REQUIRED WORK
Below are some records. Print exactly the lines between the one holding "Target: blue metal roof" and the one holding "565, row 729", inclusive, and nothing else.

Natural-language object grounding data
○ ○ ○

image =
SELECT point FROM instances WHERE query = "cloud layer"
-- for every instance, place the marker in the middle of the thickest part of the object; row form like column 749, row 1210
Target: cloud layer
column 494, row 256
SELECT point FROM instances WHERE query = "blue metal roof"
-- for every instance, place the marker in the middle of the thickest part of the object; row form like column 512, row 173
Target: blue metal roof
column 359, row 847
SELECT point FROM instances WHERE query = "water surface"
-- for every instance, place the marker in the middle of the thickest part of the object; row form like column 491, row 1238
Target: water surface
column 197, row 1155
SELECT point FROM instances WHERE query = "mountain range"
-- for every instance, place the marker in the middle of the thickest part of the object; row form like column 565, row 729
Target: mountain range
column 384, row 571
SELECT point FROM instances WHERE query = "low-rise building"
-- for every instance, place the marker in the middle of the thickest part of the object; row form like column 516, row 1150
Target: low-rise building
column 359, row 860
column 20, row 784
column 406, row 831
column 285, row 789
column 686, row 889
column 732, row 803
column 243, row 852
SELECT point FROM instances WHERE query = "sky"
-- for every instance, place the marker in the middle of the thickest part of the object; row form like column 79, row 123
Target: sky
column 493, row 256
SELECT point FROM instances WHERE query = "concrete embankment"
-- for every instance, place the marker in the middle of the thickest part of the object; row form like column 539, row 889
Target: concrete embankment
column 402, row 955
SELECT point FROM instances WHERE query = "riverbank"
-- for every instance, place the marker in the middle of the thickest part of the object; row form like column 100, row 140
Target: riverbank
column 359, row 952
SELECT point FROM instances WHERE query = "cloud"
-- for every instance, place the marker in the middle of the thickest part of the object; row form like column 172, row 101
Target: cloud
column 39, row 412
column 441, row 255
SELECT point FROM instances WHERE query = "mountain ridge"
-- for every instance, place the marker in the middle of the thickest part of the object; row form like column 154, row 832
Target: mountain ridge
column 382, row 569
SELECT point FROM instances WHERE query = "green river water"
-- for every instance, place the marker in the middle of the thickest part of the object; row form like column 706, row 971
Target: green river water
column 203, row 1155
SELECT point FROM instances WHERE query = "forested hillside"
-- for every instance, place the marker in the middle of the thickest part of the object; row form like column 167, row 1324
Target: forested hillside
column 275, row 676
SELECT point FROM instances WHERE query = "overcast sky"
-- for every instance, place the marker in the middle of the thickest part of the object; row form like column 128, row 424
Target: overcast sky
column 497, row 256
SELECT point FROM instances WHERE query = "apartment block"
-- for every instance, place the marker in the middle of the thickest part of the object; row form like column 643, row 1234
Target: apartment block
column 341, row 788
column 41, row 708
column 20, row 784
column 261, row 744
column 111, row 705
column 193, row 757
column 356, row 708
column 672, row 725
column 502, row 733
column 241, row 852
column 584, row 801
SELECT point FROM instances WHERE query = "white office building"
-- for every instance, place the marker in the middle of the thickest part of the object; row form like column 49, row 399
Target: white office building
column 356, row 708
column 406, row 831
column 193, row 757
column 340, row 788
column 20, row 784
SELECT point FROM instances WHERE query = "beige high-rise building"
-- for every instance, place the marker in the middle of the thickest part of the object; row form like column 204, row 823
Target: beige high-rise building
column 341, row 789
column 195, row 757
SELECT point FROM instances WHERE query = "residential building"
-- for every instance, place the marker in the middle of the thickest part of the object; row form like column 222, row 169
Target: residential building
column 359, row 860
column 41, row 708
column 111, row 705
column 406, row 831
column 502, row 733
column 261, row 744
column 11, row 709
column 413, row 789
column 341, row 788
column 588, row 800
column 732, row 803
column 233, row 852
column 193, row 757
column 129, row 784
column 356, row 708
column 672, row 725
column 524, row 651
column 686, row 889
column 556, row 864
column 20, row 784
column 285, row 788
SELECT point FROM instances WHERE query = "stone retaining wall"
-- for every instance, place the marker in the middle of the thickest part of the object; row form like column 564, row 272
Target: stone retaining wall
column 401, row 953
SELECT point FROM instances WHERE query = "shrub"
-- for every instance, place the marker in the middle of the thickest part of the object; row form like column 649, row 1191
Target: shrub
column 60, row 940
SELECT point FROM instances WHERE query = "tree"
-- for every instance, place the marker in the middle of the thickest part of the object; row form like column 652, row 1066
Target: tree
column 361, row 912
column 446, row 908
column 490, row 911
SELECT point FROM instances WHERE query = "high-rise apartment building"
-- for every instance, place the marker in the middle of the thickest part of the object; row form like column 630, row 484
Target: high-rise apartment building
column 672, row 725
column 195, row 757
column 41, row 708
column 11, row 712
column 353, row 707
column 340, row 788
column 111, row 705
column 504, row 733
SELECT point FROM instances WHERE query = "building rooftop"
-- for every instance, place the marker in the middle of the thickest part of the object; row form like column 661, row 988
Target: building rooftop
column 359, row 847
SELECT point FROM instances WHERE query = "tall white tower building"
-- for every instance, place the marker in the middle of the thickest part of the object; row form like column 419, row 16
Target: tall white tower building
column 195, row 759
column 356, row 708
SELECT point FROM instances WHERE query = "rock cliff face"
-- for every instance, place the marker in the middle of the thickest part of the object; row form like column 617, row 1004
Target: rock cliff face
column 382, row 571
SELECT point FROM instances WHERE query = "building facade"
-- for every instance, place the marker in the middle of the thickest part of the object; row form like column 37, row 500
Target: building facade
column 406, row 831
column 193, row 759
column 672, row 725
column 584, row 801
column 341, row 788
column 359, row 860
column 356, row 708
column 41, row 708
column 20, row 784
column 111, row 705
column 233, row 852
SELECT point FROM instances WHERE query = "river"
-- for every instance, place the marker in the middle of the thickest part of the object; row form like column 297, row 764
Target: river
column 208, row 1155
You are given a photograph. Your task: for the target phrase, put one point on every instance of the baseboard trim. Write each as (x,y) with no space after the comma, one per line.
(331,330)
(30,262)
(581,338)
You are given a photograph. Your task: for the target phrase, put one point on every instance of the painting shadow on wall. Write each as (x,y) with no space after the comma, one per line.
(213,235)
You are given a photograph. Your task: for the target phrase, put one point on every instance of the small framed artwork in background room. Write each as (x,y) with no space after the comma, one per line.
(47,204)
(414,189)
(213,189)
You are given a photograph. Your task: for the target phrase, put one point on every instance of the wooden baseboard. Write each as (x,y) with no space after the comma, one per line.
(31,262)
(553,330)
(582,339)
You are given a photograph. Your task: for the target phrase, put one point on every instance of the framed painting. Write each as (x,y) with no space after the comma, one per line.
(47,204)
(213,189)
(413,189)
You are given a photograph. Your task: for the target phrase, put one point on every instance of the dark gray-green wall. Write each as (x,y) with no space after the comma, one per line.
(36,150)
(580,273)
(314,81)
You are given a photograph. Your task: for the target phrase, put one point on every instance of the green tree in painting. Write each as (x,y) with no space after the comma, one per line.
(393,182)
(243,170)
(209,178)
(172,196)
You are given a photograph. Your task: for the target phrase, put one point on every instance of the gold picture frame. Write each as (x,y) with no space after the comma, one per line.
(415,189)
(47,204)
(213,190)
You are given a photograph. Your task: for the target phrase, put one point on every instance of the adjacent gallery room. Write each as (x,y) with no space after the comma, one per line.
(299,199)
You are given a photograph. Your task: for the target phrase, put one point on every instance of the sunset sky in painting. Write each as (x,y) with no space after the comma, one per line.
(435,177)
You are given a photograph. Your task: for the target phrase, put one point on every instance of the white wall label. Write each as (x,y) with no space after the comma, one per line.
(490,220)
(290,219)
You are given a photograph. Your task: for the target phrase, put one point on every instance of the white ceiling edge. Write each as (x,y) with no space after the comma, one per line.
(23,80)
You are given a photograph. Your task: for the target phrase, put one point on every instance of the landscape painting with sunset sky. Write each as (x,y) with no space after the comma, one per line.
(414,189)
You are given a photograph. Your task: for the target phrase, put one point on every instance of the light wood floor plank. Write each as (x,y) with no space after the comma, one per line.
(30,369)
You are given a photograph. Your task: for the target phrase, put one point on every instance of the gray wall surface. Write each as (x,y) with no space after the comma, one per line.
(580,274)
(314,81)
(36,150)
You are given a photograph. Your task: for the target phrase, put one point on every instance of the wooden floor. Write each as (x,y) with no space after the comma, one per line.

○ ○ ○

ANSWER SECTION
Target: blue metal roof
column 359, row 847
SELECT point FROM instances WHERE query = "water surface"
-- for every instance, place the marker in the middle of the thickest part of the object; row form like column 491, row 1238
Target: water surface
column 197, row 1155
SELECT point FROM instances WHERE query = "mountain range"
-- for every instance, place the marker in the middle of the thickest part of the object; row form like column 565, row 729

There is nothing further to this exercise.